** START OF Passage provided **

The Strongest Team on Earth and The S!
- Bell: Two at a time, okay, guys?
[Everyone except Snowball makes noises of agreement. Robot Flower and Grassy hold on to Bell's string, and she flies them up there. Bell dings.]
- Robot Flower: Cool! Now go get the rest of us!
[Bell tries to go down.]
- Two: No going back down, I said!
- Bell: Seriously?!
- Grassy: Grassy is upset!
- Eggy: [view from below] They're not coming back down?
- Snowball: They betrayed us!
- Basketball: Huh! Robot Flower wouldn't betray us, I mean, other than the... time that she—
- Eggy: Shh, look over there.
[Eggy indicates the going-on of The S!: Winner is throwing Yellow Face to the roof of the hotel. View from below of Yellow Face smiling and emitting a pentagram from his eye.]
- Clock: Yeah! High five!
[Winner slaps Clock's face with their arm.]
- Eggy: Did you see that? That's how we can get up!
- Snowball: I'll throw, because I have arms—
- Basketball: Uh-huh. But more importantly, who are we going to throw first?
- Eggy: How about Foldy?
- Foldy: I am one of the lightest contestants, but it's a but it's a bit windy today—whoa!
[Snowball throws Foldy into the air.]
- Foldy: Aaaaaaaaaaah! Ooooooooooooooh...
[Foldy is blown away by the wind.]
- Eggy: Well, that won't work.
The Strongest Team on Earth and Just Not
[Basketball sees some of the members of Just Not entering the hotel.]
- Basketball Gha, OMP, are you seriously taking the stairs? You're going to lose if you take the stairs. You know that, right?
- Naily: We're taking the elevator, stupid.
[Basketball metaphorically explodes.]
- Basketball: Hoh! I forgot about the elevator!
- Naily: Nyee-he-he-he.
- Price Tag: Heh.

** END OF Passage provided **

• **Stated goal a**
Pull out every line in the records below that contains the word "white".

** START OF Material supplied **

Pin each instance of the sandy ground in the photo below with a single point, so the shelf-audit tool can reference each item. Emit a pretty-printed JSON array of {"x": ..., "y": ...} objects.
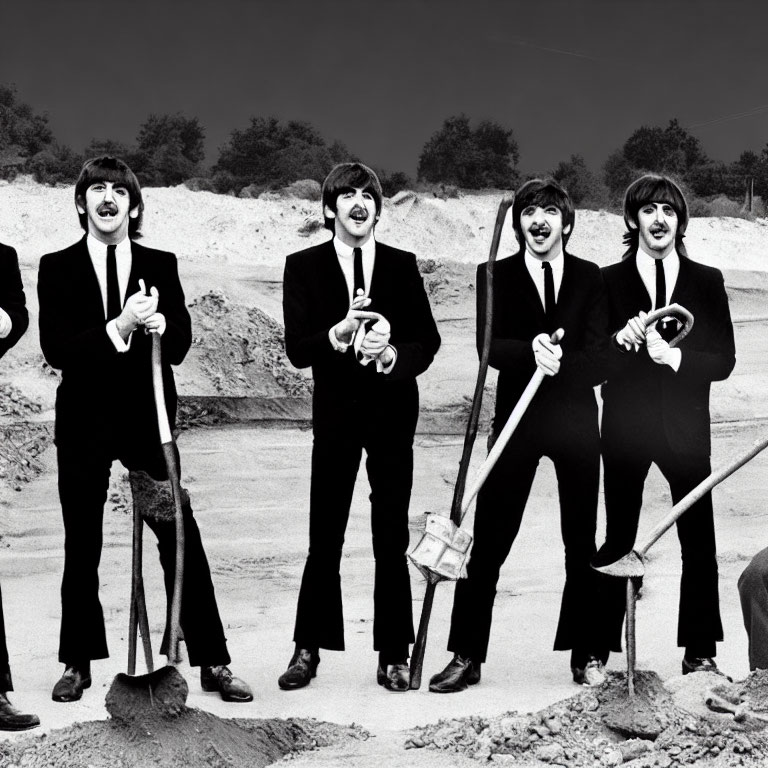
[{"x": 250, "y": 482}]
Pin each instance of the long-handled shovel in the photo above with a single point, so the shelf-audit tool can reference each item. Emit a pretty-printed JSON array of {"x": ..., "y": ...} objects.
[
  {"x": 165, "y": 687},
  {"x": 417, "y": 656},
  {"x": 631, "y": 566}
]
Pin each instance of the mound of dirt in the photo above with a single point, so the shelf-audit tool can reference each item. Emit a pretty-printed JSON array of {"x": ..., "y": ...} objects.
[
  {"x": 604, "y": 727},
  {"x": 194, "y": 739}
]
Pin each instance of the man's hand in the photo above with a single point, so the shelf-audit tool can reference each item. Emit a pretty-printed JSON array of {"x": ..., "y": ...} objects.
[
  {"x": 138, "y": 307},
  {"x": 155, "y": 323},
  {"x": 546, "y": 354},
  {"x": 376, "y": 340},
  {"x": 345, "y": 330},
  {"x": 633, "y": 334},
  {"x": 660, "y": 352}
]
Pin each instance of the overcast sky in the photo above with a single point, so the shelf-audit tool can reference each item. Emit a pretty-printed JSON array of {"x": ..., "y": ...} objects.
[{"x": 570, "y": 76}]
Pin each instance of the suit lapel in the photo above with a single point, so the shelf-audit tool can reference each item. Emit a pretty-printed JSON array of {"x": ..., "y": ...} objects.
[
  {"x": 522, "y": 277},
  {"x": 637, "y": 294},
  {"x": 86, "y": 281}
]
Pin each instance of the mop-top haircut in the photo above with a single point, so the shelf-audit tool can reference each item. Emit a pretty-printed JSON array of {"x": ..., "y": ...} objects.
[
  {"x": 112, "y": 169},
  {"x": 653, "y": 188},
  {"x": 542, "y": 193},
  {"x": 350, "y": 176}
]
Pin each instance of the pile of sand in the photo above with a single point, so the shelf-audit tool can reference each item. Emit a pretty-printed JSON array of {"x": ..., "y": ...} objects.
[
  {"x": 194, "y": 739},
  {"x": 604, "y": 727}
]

** END OF Material supplied **
** START OF Material supplied **

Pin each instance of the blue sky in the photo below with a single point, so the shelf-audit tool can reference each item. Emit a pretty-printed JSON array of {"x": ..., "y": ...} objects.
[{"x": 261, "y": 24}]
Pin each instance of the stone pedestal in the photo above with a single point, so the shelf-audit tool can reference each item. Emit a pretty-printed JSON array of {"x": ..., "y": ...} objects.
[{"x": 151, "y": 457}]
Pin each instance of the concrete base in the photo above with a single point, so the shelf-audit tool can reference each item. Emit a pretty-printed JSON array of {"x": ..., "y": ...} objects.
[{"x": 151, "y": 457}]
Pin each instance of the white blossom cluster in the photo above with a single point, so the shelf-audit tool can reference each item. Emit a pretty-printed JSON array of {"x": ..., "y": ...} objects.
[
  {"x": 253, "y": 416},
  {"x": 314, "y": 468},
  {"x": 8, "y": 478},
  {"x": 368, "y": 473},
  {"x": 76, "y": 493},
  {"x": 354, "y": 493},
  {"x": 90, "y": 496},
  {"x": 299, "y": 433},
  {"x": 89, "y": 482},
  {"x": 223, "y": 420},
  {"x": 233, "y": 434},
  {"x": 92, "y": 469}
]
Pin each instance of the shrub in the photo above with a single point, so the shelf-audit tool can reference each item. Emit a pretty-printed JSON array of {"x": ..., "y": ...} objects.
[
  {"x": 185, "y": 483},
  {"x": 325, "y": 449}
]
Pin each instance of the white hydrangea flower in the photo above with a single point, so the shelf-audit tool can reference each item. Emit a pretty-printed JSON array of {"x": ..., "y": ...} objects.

** END OF Material supplied **

• **Stated goal b**
Reproduce verbatim the stretch of the episode transcript above from "- Snowball: I'll" through "about the elevator!".

• **Exercise response a**
Pin each instance of the white blossom cluster in the photo above with a single point, so the shelf-audit tool can reference each item. Emit a pretty-printed JSON array of {"x": ..., "y": ...} objects.
Pin each instance of the white hydrangea flower in the photo above with a single point, so the shelf-audit tool can reference each item. Emit a pretty-printed JSON array of {"x": ..., "y": ...} objects.

• **Exercise response b**
- Snowball: I'll throw, because I have arms—
- Basketball: Uh-huh. But more importantly, who are we going to throw first?
- Eggy: How about Foldy?
- Foldy: I am one of the lightest contestants, but it's a but it's a bit windy today—whoa!
[Snowball throws Foldy into the air.]
- Foldy: Aaaaaaaaaaah! Ooooooooooooooh...
[Foldy is blown away by the wind.]
- Eggy: Well, that won't work.
The Strongest Team on Earth and Just Not
[Basketball sees some of the members of Just Not entering the hotel.]
- Basketball Gha, OMP, are you seriously taking the stairs? You're going to lose if you take the stairs. You know that, right?
- Naily: We're taking the elevator, stupid.
[Basketball metaphorically explodes.]
- Basketball: Hoh! I forgot about the elevator!